▸ Short exercise 1: In the text about the series Birdie Buddy, which channel finally aired the drama?

▸ Text to read:
::::::::

Birdie Buddy () is a South Korean television series set in the world of professional golf. Based on the 2007 comic series of the same title by Lee Hyun-sae, it starred Uee, Lee Yong-woo and Lee Da-hee.

The drama was pre-produced in 2010 (filmed completely before broadcast), and initially expected to air on MBC in December 2010, but the network decided not to give it a timeslot. After several postponements, it aired on cable channel tvN from August 8 to October 25, 2011 on Mondays and Tuesdays at 23:00 (KST). But instead of the original 20 episodes of 70 minutes each, it was re-edited into 24 episodes spanning 45 minutes each.

Synopsis
Sung Mi-soo (Uee) is a cheerful, humble country girl from Gangwon Province. She comes from a poor family, and her mother used to work as a caddie. With her bright personality and determined efforts, Mi-soo is striving to become a professional golf player.

On the other hand, Min Hae-ryung (Lee Da-hee) is an elite athlete who has been groomed for professional golf since a young age. Placed in the best environment to play golf, Hae-ryung's emotions are always controlled and she has a deep emotional wound inside of her.

These two girls from different backgrounds share the same dream of being the next top golfer, a dream that leads them to former pro golfer John Lee (Lee Yong-woo).

::::::::

▸ Information shown:

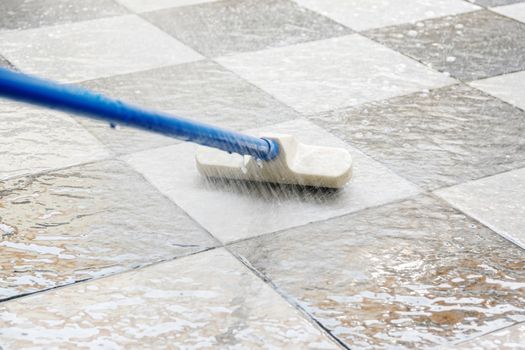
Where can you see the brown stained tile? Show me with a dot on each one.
(230, 26)
(206, 301)
(469, 46)
(85, 222)
(407, 275)
(437, 138)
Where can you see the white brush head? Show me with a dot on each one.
(296, 164)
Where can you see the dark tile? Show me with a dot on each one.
(437, 138)
(469, 46)
(223, 27)
(200, 90)
(23, 14)
(406, 275)
(84, 222)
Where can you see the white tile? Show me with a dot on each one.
(516, 11)
(93, 49)
(33, 139)
(205, 301)
(495, 201)
(334, 73)
(509, 87)
(236, 211)
(367, 14)
(152, 5)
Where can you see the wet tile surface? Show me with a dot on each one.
(511, 338)
(223, 27)
(367, 14)
(436, 138)
(85, 222)
(201, 90)
(208, 300)
(34, 139)
(259, 208)
(406, 275)
(24, 14)
(93, 49)
(152, 5)
(497, 201)
(353, 70)
(509, 87)
(470, 46)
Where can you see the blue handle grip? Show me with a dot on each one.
(38, 91)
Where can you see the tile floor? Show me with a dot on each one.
(109, 238)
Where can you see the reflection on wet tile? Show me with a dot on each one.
(233, 211)
(496, 201)
(34, 139)
(509, 87)
(93, 49)
(511, 338)
(470, 46)
(151, 5)
(405, 275)
(23, 14)
(223, 27)
(208, 300)
(200, 90)
(491, 3)
(367, 14)
(85, 222)
(437, 138)
(333, 73)
(516, 11)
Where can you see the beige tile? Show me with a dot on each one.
(209, 300)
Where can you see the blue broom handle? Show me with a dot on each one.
(69, 98)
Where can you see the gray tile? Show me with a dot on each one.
(83, 222)
(492, 3)
(510, 338)
(206, 301)
(23, 14)
(469, 46)
(496, 201)
(200, 90)
(368, 14)
(223, 27)
(333, 73)
(93, 49)
(406, 275)
(233, 211)
(34, 139)
(437, 138)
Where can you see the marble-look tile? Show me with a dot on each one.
(200, 90)
(516, 11)
(470, 46)
(491, 3)
(208, 300)
(496, 201)
(93, 49)
(152, 5)
(436, 138)
(34, 139)
(233, 210)
(83, 222)
(508, 87)
(223, 27)
(24, 14)
(510, 338)
(406, 275)
(333, 73)
(368, 14)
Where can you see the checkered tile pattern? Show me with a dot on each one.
(425, 246)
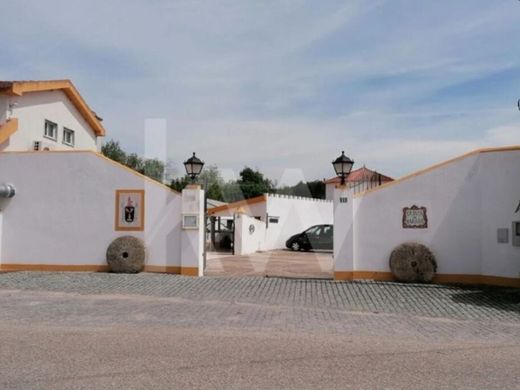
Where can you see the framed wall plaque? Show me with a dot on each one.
(190, 221)
(129, 210)
(415, 218)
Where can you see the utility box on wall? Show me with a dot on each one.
(516, 233)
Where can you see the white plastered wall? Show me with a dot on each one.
(33, 108)
(467, 200)
(248, 240)
(64, 210)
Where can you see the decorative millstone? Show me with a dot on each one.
(126, 255)
(412, 262)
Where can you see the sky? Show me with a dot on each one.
(282, 86)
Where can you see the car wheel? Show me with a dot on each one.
(295, 246)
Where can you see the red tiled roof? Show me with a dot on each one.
(360, 174)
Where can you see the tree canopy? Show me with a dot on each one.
(152, 168)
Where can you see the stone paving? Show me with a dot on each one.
(453, 302)
(285, 263)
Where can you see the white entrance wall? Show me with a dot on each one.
(249, 234)
(192, 244)
(467, 200)
(283, 215)
(63, 214)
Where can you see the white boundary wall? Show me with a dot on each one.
(296, 214)
(248, 240)
(64, 212)
(467, 200)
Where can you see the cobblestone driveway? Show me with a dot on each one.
(502, 304)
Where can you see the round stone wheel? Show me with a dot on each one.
(126, 255)
(412, 262)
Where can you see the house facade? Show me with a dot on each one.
(276, 218)
(358, 180)
(46, 116)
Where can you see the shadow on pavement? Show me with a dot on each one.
(498, 298)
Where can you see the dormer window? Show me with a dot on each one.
(68, 136)
(51, 130)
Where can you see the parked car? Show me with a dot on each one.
(315, 237)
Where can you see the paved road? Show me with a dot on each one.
(273, 263)
(104, 331)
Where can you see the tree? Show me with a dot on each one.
(313, 189)
(113, 151)
(212, 182)
(154, 169)
(135, 162)
(210, 179)
(253, 183)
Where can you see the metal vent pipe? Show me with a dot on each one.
(7, 191)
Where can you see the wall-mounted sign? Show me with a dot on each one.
(415, 217)
(190, 221)
(129, 210)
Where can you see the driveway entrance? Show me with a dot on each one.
(282, 263)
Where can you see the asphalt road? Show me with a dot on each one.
(65, 340)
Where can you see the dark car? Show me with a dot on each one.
(315, 237)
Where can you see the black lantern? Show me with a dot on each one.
(193, 166)
(342, 165)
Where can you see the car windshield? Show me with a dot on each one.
(312, 230)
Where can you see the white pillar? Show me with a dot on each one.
(1, 216)
(343, 234)
(192, 234)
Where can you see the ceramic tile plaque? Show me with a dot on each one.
(129, 210)
(415, 218)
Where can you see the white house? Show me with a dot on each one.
(466, 210)
(278, 217)
(46, 115)
(358, 180)
(62, 203)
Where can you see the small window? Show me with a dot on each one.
(51, 130)
(68, 136)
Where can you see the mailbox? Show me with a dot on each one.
(516, 233)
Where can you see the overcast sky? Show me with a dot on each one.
(283, 86)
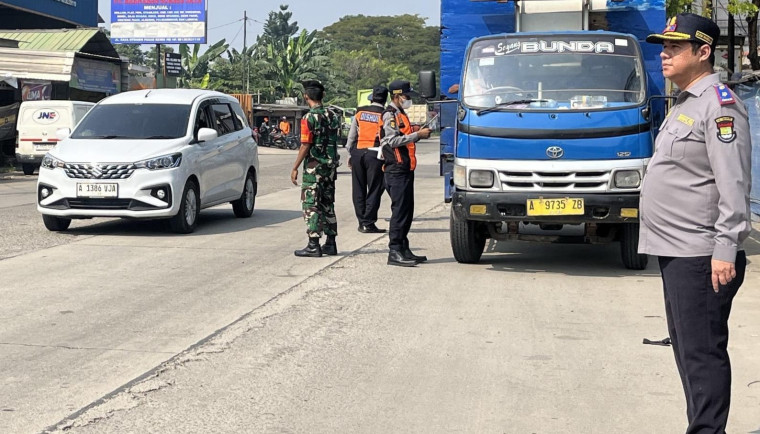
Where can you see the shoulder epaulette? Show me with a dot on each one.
(725, 96)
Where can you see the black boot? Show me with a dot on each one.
(396, 257)
(409, 255)
(330, 248)
(312, 250)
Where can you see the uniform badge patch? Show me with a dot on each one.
(685, 119)
(726, 132)
(724, 95)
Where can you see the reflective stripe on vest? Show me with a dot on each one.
(369, 121)
(402, 120)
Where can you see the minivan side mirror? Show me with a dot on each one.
(206, 134)
(62, 133)
(428, 87)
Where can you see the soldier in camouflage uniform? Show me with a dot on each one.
(319, 154)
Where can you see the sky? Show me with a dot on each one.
(225, 17)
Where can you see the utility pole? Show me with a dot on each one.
(245, 54)
(731, 46)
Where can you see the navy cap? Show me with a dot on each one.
(312, 84)
(401, 87)
(379, 94)
(688, 27)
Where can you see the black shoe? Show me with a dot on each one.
(395, 257)
(330, 248)
(370, 229)
(409, 255)
(312, 250)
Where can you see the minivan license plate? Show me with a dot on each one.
(560, 206)
(97, 189)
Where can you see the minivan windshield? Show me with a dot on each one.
(553, 72)
(134, 121)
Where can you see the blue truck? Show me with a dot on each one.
(550, 120)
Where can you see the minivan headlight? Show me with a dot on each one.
(627, 179)
(481, 178)
(50, 162)
(162, 162)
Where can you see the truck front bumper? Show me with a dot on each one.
(505, 207)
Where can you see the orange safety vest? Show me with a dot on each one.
(404, 155)
(369, 122)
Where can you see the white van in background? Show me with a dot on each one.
(37, 124)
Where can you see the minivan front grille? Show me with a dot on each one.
(98, 171)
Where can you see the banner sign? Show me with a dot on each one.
(173, 64)
(32, 90)
(158, 21)
(96, 76)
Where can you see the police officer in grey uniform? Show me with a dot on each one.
(695, 215)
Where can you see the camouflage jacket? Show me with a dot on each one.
(320, 128)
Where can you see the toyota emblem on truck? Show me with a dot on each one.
(554, 152)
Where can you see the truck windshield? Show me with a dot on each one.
(134, 121)
(554, 72)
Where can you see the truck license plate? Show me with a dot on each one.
(560, 206)
(97, 189)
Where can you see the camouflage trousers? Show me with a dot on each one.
(318, 200)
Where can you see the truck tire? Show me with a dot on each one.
(55, 224)
(629, 246)
(467, 242)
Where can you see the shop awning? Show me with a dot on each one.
(35, 65)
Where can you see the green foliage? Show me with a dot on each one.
(303, 58)
(195, 66)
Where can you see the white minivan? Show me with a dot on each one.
(151, 154)
(37, 124)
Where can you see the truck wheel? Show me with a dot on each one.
(243, 207)
(629, 246)
(186, 219)
(467, 242)
(55, 224)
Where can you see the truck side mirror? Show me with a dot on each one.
(428, 87)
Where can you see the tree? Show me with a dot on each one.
(195, 67)
(303, 58)
(278, 29)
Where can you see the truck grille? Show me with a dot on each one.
(99, 171)
(564, 181)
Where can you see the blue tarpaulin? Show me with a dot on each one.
(750, 94)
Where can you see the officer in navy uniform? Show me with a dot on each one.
(695, 215)
(366, 168)
(398, 150)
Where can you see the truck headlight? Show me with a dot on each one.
(460, 176)
(481, 178)
(50, 162)
(162, 162)
(627, 179)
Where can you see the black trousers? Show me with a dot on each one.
(698, 326)
(368, 184)
(401, 189)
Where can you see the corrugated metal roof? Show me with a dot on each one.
(50, 40)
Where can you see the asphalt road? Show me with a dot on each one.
(118, 326)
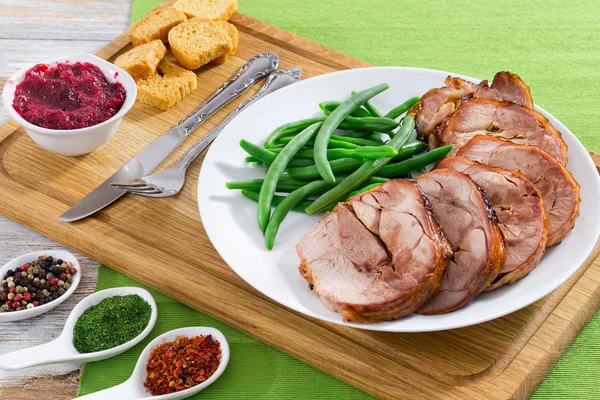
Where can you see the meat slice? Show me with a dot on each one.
(372, 278)
(520, 212)
(560, 192)
(507, 86)
(505, 121)
(440, 103)
(470, 225)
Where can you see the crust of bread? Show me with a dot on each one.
(197, 42)
(156, 25)
(141, 61)
(167, 87)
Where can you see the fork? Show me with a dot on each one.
(170, 181)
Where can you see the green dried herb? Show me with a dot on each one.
(110, 323)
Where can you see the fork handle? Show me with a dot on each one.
(255, 69)
(275, 81)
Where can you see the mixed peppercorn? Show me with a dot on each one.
(36, 283)
(182, 364)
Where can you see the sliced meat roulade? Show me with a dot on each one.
(440, 103)
(505, 121)
(507, 86)
(382, 272)
(560, 192)
(520, 212)
(469, 223)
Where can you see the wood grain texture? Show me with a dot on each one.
(31, 31)
(504, 358)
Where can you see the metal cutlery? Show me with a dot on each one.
(144, 162)
(170, 181)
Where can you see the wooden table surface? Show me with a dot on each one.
(33, 31)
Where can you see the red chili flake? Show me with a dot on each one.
(181, 364)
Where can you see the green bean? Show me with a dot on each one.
(328, 106)
(287, 185)
(348, 165)
(333, 143)
(371, 109)
(366, 152)
(331, 124)
(258, 152)
(253, 160)
(402, 108)
(358, 141)
(406, 166)
(350, 123)
(292, 200)
(267, 190)
(338, 166)
(253, 195)
(291, 128)
(299, 162)
(362, 174)
(358, 134)
(373, 137)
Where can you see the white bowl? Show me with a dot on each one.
(74, 142)
(27, 258)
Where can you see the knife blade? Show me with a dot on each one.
(148, 159)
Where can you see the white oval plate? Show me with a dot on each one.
(230, 219)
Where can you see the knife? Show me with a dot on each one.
(148, 159)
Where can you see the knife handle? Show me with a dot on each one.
(275, 81)
(255, 69)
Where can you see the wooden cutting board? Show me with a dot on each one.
(162, 243)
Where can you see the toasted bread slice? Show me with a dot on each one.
(155, 25)
(199, 41)
(141, 61)
(210, 9)
(167, 86)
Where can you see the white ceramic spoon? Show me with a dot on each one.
(27, 258)
(133, 388)
(61, 349)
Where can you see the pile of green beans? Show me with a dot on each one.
(320, 161)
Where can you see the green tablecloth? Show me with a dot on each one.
(554, 46)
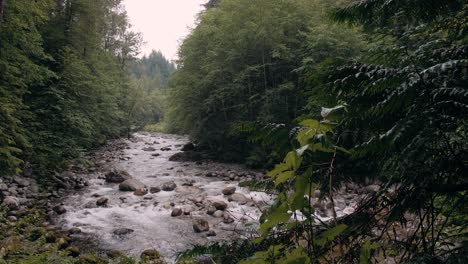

::::::::

▸ Short exercise 2: Pull out every line of the entries above that contains the string "driveway". Case counts.

▸ Task response 1: The cable channel tvN aired it.

▸ Task response 2:
Where can you see the cobblestone driveway? Show me with a dot on each one.
Where can you see the driveway entrance? Show me with a dot on each one.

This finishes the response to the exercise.